[Image point grounding data]
-----
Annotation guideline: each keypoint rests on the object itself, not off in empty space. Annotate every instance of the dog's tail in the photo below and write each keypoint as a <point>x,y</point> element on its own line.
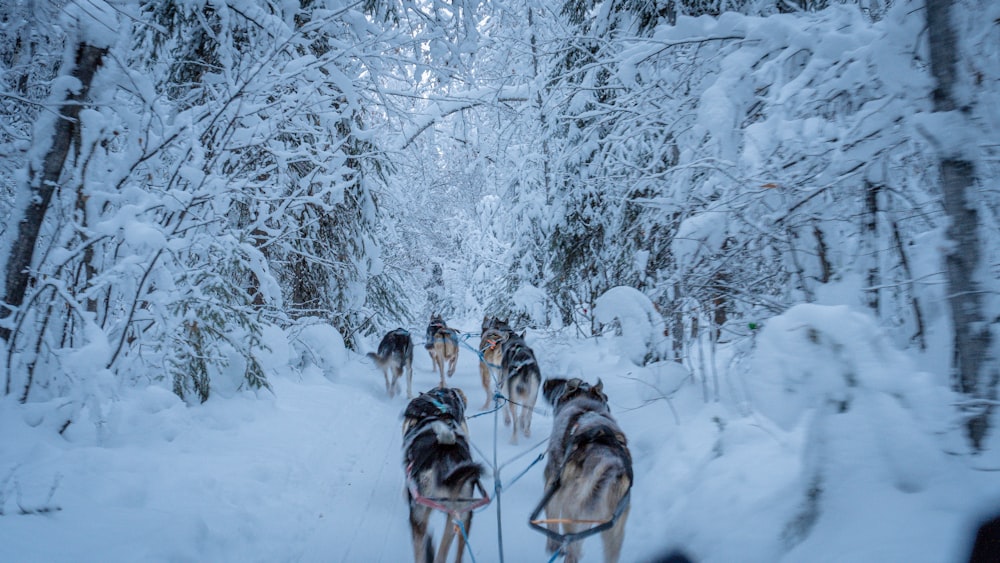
<point>462,473</point>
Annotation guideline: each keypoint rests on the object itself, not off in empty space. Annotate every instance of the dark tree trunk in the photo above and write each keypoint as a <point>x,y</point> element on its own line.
<point>975,373</point>
<point>42,183</point>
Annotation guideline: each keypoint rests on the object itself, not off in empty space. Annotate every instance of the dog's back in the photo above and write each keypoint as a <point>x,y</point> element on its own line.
<point>589,464</point>
<point>396,347</point>
<point>495,333</point>
<point>395,355</point>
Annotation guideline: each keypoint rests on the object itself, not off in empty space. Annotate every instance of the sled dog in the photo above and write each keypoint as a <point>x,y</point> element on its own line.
<point>440,473</point>
<point>442,344</point>
<point>494,333</point>
<point>395,354</point>
<point>520,382</point>
<point>589,467</point>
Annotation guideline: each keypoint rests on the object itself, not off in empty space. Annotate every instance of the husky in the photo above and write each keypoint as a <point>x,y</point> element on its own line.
<point>442,344</point>
<point>440,473</point>
<point>589,467</point>
<point>520,382</point>
<point>395,354</point>
<point>494,333</point>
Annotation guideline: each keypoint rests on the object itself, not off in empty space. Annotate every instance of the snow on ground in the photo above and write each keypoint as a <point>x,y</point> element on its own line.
<point>313,471</point>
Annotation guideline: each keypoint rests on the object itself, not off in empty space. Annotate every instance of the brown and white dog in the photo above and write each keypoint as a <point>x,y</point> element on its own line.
<point>494,333</point>
<point>589,467</point>
<point>395,354</point>
<point>442,344</point>
<point>440,473</point>
<point>521,378</point>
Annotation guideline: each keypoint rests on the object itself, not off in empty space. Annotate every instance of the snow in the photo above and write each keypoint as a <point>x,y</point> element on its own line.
<point>312,471</point>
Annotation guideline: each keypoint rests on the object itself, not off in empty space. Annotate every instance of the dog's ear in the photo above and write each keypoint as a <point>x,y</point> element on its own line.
<point>598,390</point>
<point>552,389</point>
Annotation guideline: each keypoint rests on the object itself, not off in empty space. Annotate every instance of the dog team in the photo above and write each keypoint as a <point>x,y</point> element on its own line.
<point>588,475</point>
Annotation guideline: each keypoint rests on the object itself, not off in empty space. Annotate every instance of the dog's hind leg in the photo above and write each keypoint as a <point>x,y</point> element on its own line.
<point>484,375</point>
<point>397,372</point>
<point>409,379</point>
<point>446,538</point>
<point>530,397</point>
<point>516,420</point>
<point>613,538</point>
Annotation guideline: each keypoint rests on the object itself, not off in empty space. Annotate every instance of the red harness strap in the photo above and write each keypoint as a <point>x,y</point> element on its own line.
<point>446,505</point>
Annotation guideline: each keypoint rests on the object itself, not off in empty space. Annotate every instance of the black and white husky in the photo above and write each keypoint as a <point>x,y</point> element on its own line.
<point>588,476</point>
<point>521,378</point>
<point>395,354</point>
<point>440,473</point>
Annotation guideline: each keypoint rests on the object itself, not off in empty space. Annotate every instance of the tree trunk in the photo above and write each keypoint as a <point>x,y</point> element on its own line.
<point>974,372</point>
<point>870,246</point>
<point>42,183</point>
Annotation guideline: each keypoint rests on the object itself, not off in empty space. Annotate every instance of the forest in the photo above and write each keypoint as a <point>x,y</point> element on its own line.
<point>189,185</point>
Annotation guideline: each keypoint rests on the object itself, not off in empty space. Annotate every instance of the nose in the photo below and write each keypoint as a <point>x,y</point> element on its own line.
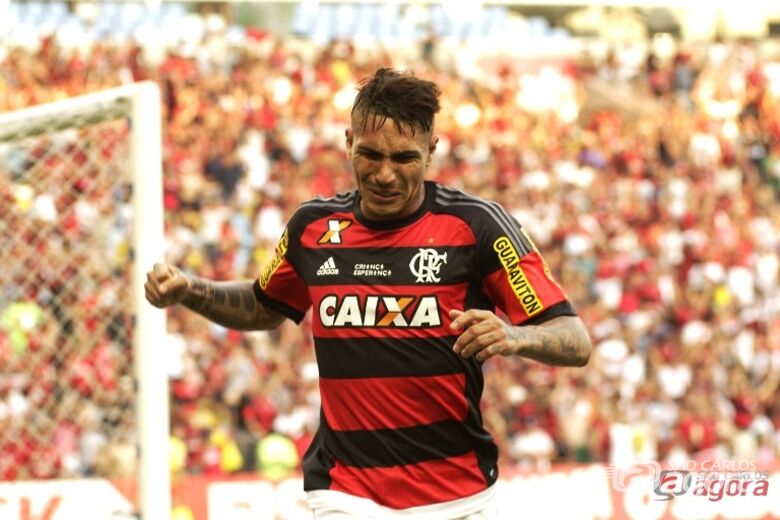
<point>385,174</point>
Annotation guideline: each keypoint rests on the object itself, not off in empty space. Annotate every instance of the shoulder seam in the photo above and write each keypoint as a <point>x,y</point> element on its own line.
<point>452,197</point>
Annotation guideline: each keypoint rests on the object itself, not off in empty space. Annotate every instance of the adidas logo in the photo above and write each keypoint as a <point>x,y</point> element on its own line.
<point>328,267</point>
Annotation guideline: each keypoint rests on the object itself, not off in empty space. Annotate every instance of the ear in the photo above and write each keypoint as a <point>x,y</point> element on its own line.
<point>348,141</point>
<point>432,147</point>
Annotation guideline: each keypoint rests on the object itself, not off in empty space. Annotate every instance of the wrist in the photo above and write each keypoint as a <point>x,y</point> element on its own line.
<point>521,344</point>
<point>194,293</point>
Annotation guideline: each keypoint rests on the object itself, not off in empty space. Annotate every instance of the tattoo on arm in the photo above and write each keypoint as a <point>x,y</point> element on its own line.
<point>562,341</point>
<point>230,304</point>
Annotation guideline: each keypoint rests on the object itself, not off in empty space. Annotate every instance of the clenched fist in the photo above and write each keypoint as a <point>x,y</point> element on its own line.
<point>166,285</point>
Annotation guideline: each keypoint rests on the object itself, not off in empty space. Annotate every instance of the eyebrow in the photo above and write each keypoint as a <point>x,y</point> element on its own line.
<point>394,155</point>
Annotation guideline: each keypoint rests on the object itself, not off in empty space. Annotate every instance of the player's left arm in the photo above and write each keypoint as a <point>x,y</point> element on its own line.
<point>561,341</point>
<point>541,323</point>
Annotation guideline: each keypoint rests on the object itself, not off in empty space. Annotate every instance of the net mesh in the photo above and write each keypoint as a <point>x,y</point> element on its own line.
-----
[WORK REQUEST] Write down all the entries exactly, but not the pictures they hold.

[ANSWER FOR THIS EXERCISE]
Annotation guideline: each keypoint rests on the object itself, not off in empty space. Annotate every instance of the dog's tail in the photo below and write each keypoint as a <point>x,y</point> element on its own line.
<point>462,473</point>
Annotation guideline: each keypoint rests on the object itself, not off in empty space. Annotate every instance of the dark tree trunk in the photo above and write each keypoint as a <point>x,y</point> element on its own line.
<point>975,373</point>
<point>42,183</point>
Annotation guideline: each keypoint rests on the object itself, not off in empty space. Annotate every instance of the dog's back in the photo above and write each keypoint as a <point>x,y</point> element on its own line.
<point>589,464</point>
<point>396,347</point>
<point>495,333</point>
<point>395,355</point>
Annotation guideline: each keypoint rests on the object itself, not off in empty space. Annotate every instance of the sled dog in the photo above and write each keypoint as a <point>x,y</point> element on its own line.
<point>440,473</point>
<point>442,344</point>
<point>494,333</point>
<point>395,354</point>
<point>520,382</point>
<point>589,467</point>
Annotation guideline: each keypoint rests on the object itself, not off in empty space. Annotate every instance of the husky in the photo above and write each keypoint as a <point>x,y</point> element on its own line.
<point>442,344</point>
<point>440,473</point>
<point>589,467</point>
<point>520,382</point>
<point>395,354</point>
<point>494,333</point>
Annotation guideline: each keypoint rests on the object itself, not off in empty space. Annotate every instance of the snow on ground in the photo above and write each keypoint as a <point>x,y</point> element on its own line.
<point>313,471</point>
Annotation guideline: each keypoint rests on the object itself, not off in empty space. Annotate every instance of the brown and white dog in the photo above and write each keypoint as a <point>x,y</point> element on its own line.
<point>494,333</point>
<point>589,467</point>
<point>395,354</point>
<point>442,344</point>
<point>440,473</point>
<point>521,378</point>
Annotation guideline: each keypoint rests on the object itself, not off in empty space. Annotate every instance of the snow in the photo above and write each keypoint as a <point>x,y</point> element on its own line.
<point>312,471</point>
Annotation guideline: each keypoint rests on the object itself, not off in empty space. Annotate every instance of the dog's ear in the photo above and write each keypoint as a <point>x,y</point> element on its own line.
<point>598,390</point>
<point>552,389</point>
Annotation guideline: each keypoint rests on the object itself, not off in empty space. Annotate every instance of the dog team in the photo above and write each keypoint as a <point>x,y</point> element on its own line.
<point>588,475</point>
Annotation guideline: each keypoint rests on the object itself, not off in empty space. Annotate every instance of the dog's hind leg in the photo above and write each keypoint as a <point>x,y</point> element on its own line.
<point>484,375</point>
<point>397,372</point>
<point>409,379</point>
<point>446,538</point>
<point>530,397</point>
<point>516,420</point>
<point>613,538</point>
Annotation guideline: each keypoint rests on the object itself, not off in empty space. Annotate every instance of the red harness strap in the photo above and write each keypoint as a <point>x,y</point> element on its own line.
<point>446,505</point>
Annotation guideline: each keypoint rests on the object itself, not off in empty space. Annotate every instance of the black and white husky in the photo above and write each keypoint as a <point>x,y</point> element on its own line.
<point>588,476</point>
<point>521,378</point>
<point>395,354</point>
<point>440,473</point>
Annotation guideline: each keypoint rests on the object itself, not off in empty space. Annotate every instance of the tree trunk in the photo above and write each keypoint as a <point>x,y</point> element on its own line.
<point>974,372</point>
<point>870,246</point>
<point>42,183</point>
Annotation guideline: each keypoint rests on the object itself, not off in empty space. Annotate every instance of the forest in the photo above and write each keypoint as a <point>x,y</point> element on its own line.
<point>189,185</point>
Annotation guideline: each keypoint rests on the object itself, not off in empty space. Annotate every instance of the nose in the photo below and write each keypoint as a <point>x,y</point> element on its own line.
<point>385,174</point>
Annotation guideline: each keypoint rests on the object itself, not off in empty space. Annotate every instance of the shoulder seam in the photo above and write each keypoint as a <point>x,y</point> element on its own line.
<point>452,197</point>
Annotation guideline: each keypoint rests on the object itself, not off in empty space. Annotate every instance of the adidas logo in the photo above and write each keypoint as a <point>x,y</point> element on its own line.
<point>328,267</point>
Annotation guideline: each keypoint rests on the object itself, not off in empty space. Annotate every instance of the ear in the photo above and write each keypoint as a <point>x,y</point> element on its own line.
<point>348,141</point>
<point>432,147</point>
Annotation guideline: each keypoint rests on the object itself, not off in empty space. Annotate every instance of the wrist in the photo above and write each keypoint as a <point>x,y</point> element on its own line.
<point>521,344</point>
<point>194,293</point>
Annotation guideline: each keypoint rests on the object itself, not off in empty space. Annotate every instance of the tattoo on arm in the photo above and write each keypoint as a <point>x,y</point> element on its own line.
<point>562,341</point>
<point>230,304</point>
Annotation guideline: each keypoint rests on the object itself, not off in empty space. Annotate every instance of the clenched fist in the photo above and write each keypoint as a <point>x,y</point> element on its own line.
<point>166,285</point>
Annotation guideline: each keypoint rests on the object itself, not off in empty space. Annotate every instance of the eyebrow in the photo above and write each keypoint as a <point>x,y</point> element on its own line.
<point>394,155</point>
Annotation guideline: each keypoint rests on the object itself, not off in empty space. Annotate every instance of the player's left arm in the photo above and write each keypoint as a <point>x,y</point> element on its own line.
<point>561,341</point>
<point>541,323</point>
Annotation guideline: each keypoint rests on the object itself, not off in empty space. Annotate every instance of the net mesh in the photo above and write each keypoint as a <point>x,y</point> element on its own line.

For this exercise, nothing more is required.